*TAREA REQUERIDA A*
En el texto sobre Venezuela, ¿qué nombre recibía entre los antiguos griegos el hombre que no se ocupaba de los temas de la polis?

*TEXTO PROPORCIONADO*
▶

«Un necio encuentra siempre otro necio aún mayor que le admira» Nicolas Boileau-Despréaux

Venezuela está idiotizada (por aquello de los antiguos griegos: como idiotes era conocido el hombre que no se ocupaba de los temas de la polis, la ciudad, por aquel entonces) y convertida en un país de ingenuos gobernados por sinvergüenzas, corruptos e ineptos.

Las intervenciones de Maduro y los debates que suscita están diseñados para distraer a los incautos y evitar que se medite sobre el gran drama de una nación mal gobernada que despilfarra, propicia el cierre de empresas, invade propiedades, estimula el resentimiento, la corrupción y la violencia, y se hunde sin remedio.

◀

*DATOS PROPORCIONADOS*
▶

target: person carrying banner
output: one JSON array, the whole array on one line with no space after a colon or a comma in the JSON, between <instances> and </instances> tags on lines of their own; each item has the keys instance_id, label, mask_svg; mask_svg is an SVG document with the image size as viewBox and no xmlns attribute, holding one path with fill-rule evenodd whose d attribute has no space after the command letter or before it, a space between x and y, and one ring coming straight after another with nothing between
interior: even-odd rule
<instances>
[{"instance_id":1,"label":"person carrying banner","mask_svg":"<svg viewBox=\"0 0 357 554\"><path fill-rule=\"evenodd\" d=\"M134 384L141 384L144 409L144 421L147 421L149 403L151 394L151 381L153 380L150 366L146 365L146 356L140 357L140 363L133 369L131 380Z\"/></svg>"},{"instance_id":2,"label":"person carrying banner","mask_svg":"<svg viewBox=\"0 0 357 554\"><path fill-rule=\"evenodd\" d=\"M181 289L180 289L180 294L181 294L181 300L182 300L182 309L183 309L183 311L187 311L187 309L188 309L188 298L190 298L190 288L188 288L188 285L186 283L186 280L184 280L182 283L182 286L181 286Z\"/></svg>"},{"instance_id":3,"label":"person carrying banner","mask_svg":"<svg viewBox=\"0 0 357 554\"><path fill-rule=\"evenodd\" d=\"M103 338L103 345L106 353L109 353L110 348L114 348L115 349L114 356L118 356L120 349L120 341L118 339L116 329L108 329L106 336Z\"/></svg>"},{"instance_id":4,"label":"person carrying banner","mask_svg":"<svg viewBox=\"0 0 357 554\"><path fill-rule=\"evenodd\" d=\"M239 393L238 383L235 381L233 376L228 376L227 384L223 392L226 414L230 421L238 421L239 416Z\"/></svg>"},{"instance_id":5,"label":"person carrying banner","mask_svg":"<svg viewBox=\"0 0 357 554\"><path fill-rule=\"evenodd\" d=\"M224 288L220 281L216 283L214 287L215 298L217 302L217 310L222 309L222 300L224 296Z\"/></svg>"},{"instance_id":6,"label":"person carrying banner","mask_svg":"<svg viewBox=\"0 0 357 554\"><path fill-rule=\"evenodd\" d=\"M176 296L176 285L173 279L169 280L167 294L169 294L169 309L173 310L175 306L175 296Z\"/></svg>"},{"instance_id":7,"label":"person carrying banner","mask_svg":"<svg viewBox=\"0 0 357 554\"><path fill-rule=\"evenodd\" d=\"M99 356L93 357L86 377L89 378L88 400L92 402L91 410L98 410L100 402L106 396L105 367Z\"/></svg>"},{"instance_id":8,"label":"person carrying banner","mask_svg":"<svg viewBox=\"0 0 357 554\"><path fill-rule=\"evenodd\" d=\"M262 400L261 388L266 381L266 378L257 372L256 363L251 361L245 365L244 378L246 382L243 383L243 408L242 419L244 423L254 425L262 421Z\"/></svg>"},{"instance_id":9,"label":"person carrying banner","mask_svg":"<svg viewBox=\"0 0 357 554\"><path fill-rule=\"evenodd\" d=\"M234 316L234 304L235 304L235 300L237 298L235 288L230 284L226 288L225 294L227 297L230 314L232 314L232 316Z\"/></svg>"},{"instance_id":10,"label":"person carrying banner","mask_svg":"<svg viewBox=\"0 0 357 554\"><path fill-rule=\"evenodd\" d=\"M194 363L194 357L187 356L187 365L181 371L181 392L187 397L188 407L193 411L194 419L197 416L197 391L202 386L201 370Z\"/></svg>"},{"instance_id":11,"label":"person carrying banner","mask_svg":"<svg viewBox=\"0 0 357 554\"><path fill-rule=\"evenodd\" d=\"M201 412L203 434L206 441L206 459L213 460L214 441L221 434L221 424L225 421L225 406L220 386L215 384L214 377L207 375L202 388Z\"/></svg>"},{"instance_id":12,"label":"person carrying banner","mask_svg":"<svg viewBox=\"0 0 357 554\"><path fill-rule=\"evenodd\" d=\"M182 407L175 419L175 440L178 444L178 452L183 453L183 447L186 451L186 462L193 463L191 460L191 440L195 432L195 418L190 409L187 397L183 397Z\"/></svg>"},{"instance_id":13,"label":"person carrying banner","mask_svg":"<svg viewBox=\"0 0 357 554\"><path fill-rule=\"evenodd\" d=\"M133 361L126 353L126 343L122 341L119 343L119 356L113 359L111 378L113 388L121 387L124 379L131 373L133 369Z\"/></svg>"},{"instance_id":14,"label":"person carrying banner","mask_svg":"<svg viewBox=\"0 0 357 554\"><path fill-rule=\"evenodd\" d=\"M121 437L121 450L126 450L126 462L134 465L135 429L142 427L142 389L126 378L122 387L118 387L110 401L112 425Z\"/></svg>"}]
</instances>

◀

*TAREA REQUERIDA B*
Expresa como lista numerada las líneas de los registros, desde el comienzo de los registros hasta la línea que contiene "output: one JSON", ambas incluidas, sin las líneas en blanco.

*RESPUESTA DE TAREA A*
Idiotes.

*RESPUESTA DE TAREA B*
1. target: person carrying banner
2. output: one JSON array, the whole array on one line with no space after a colon or a comma in the JSON, between <instances> and </instances> tags on lines of their own; each item has the keys instance_id, label, mask_svg; mask_svg is an SVG document with the image size as viewBox and no xmlns attribute, holding one path with fill-rule evenodd whose d attribute has no space after the command letter or before it, a space between x and y, and one ring coming straight after another with nothing between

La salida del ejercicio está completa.